### EXERCISE DIRECTIONS
Could you pick up the essay on rituals below and carry it on from its final sentence?
EXTRACT TO READ START
The commonplace and daily aspects of life attract me most. And the anecdotal essay is my style of reporting what I notice.
Rituals
If you and I had sat on a park bench for an afternoon a couple of years ago, catching up, talking of this and that, and you had asked me the “what-are-you-thinking-about-and-writing-about-these-days?” kind of question, I would have answered, “Rituals.” And I would have added, “If that surprises you, it surprises me as well.”
Why rituals? It’s a formal topic, most likely addressed by theologians and anthropologists. My interests are not usually so academic.
So why rituals?
My thinking was set in motion by those who, knowing I was a parish minister for many years, have asked me for advice about ceremonies and celebrations. They wanted words to use at graduations, funerals, and the welcoming of children. They inquired about grace at family meals, the reaffirmation of wedding vows, and ways to heal wounds suffered in personal conflict. People requested help with the rituals of solitude, such as meditation, prayer, and contemplation.
I’m supposed to know about such things. But the truth is that while I’ve performed and participated in such rituals for many years, I’ve never given the subject the careful thought it deserves.
While seeking ways of responding to those requests, I began seeing much of my life and the life around me as ritualized. I realized that the important rituals were not stored in books and service manuals, but were being lived daily by all of us.
If the topic of rituals were a building, its appearance would be imposingly serious, like the antique administration building of a small college. If you went into the main entrance and on into the foyer, the intimidating formality would continue. If you asked at the main desk for information about the college, you’d receive the official brochures and handbooks which are idealized maps of the activities of an institution. That’s one way to look at information and learning.
If, instead, you went around back, entered through the kitchen door of the cafeteria in the basement, talked with the cooks and janitors, and then went on into the lunchroom to sit down and chat with the staff and students, you might feel more at ease, and would likely get a friendlier view of the college.
EXTRACT TO READ END
EXERCISE DATA START
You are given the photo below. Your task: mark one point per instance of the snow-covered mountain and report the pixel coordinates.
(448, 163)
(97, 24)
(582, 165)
EXERCISE DATA END
### THE ANSWER
I prefer this informal, backstage view of life.
It is there I have looked for the raw materials out of which rituals are made.
Following my nose and intuition, I’ve found myself in unexpected places, thinking unanticipated thoughts. It’s always gratifying to see something familiar in a new light, and to realize that what I am looking for is close by. It’s like finding my “lost” glasses perched on the end of my nose. So has it been with this search for an understanding of rituals. Right there in front of my face all along.
If you and I ate lunch together regularly over a period of time, I’d tell you what I know now about rituals, expecting you would add what you know. And my guess is that you’d be as surprised as I was by how much you know about rituals, and by how much ritual behavior goes on in your life.
Last Sunday afternoon, I went through my drawer ritual. Restless, with time on my hands, and too many things to do on my mind, I paced around the house trying unsuccessfully to get my energy focused. I turned almost unconsciously to the drawers, or, as I’ve come to think of them, “the somewhere drawers,” as in, “it’s in here somewhere.”
Because the space in our houseboat is limited, my wife and I share a small room that serves as a kind of focus for personal life. The room is carefully and clearly divided between us by a long wooden table, and on our respective sides, we each have a clothes closet and a chest of drawers.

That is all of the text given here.